• **Task list**:
(1) Name every person mentioned in the Blow Out reviews.
(2) From the Blow Out reviews, reproduce the passage starting with "Yet another strong" and going on through "a deadly conspiracy.".
(3) Write what comes next in the Blow Out reviews, picking up after their last sentence.
───── Given text ─────
Yet another strong thriller from Brian De Palma was this intriguing and
solidly-well made tale.
Sound FX man records the unwitting murder of a government official and soon finds himself in a deadly conspiracy.
Blow Out is the kind of juicy thriller that audiences have come to expect from De Palma. The story of this film has plenty of good suspense and action to drive the viewer along. It also has a surprising amount of black humor, especially with that terrific 'slasher movie' setup and the films ironic conclusion. Helping all the more is De Palma's usual stylish direction and his impressive camera work (the films climatic fireworks image is quite memorable). Pino Donaggio's music is also a welcomed addition.
Cast-wise the film is quite good, John Travolta being the best here in one of his greatest roles.
All around, Blow Out is a rewarding and nicely done thriller that stands as yet another testament to the cinematic brilliance of Brian De Palma.
*** 1/2 out of ****
*** This review may contain spoilers ***
Arguably Brian De Palma's best film. John Travolta is a B-movie sound man who may or may not have recorded a political assassination. De Palma's camera is on overdrive with this film...it never ceases moving. The plot, a rift on the classic BLOW-UP, takes plenty of twists and turns and the film does not cop out at all. Travolta is great (this was his first "grown up" role) and he's well teamed with Nancy Allen. John Lithgow is a suitably nasty assassin and De Palma regular Dennis Franz is in it too. This is De Palma at his best as he brings together a stellar cast & crew. Paul Hirsch did the editing, The creepy music is by Pino Donaggio and the cinematography is by Vilmos Zsigmond. A triumph.
───── Input data ─────
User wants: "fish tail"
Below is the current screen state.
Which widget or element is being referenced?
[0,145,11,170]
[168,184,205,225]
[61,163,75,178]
─────
• **Answers for this exercise**:
(1) Brian De Palma, Pino Donaggio, John Travolta, Nancy Allen, John Lithgow, Dennis Franz, Paul Hirsch, Vilmos Zsigmond

(2)
Yet another strong thriller from Brian De Palma was this intriguing and
solidly-well made tale.
Sound FX man records the unwitting murder of a government official and soon finds himself in a deadly conspiracy.

(3)
*** This review may contain spoilers ***
I've been loving Brian De Palma's work in the past year or so. He has
the schlocky sensibilities of William Castle, but a cinematic style
that is pure Hitchcock. 'Blow Out (1981)' was obviously inspired by
high- class films; its title references Antonioni's celebrated
mystery/thriller 'Blowup (1966),' and the story borrows heavily from
Coppola's 'The Conversation (1974).'
But the film itself begins like the trashiest of 1970s slasher horrors, taking the first-person view of a serial killer as he stalks through a "typical" sorority house. De Palma delights in the over-the-top titillation of it all, ultimately playing the viewer for a sucker: this opening sequence is actually a scene from a tasteless B-movie on which our protagonist Jack (John Travolta) is working as a sound-effects editor. Sound is an essential part of the film.
While recording night-time audio for his movie, Jack witnesses a passing car plunge into the river. He rescues a woman (Nancy Allen) from the water, but the driver, a future Presidential candidate, dies. Details of the accident are covered up as quickly as possible. When he listens to his tape recording, Jack thinks he hears a gunshot preceding the blow out of the car's tyres. Has he captured evidence of a political assassination? And how far will "they" go to destroy the evidence?
De Palma's stylistic flourishes are unmistakable, but they rarely distract from the story. In one scene, recalling the steady pull-back from an impending murder in Hitchcock's 'Frenzy (1972),' the camera literally swoops away from a bloody murder scene into a bustling street of oblivious pedestrians. (De Palma once again used a shot like this in 'Scarface (1983)' for the notorious chainsaw scene). In another sequence, when Jack realises that his tapes have been magnetically erased, the camera begins to rotate, and doesn't stop, superbly capturing the euphoria of the character's predicament.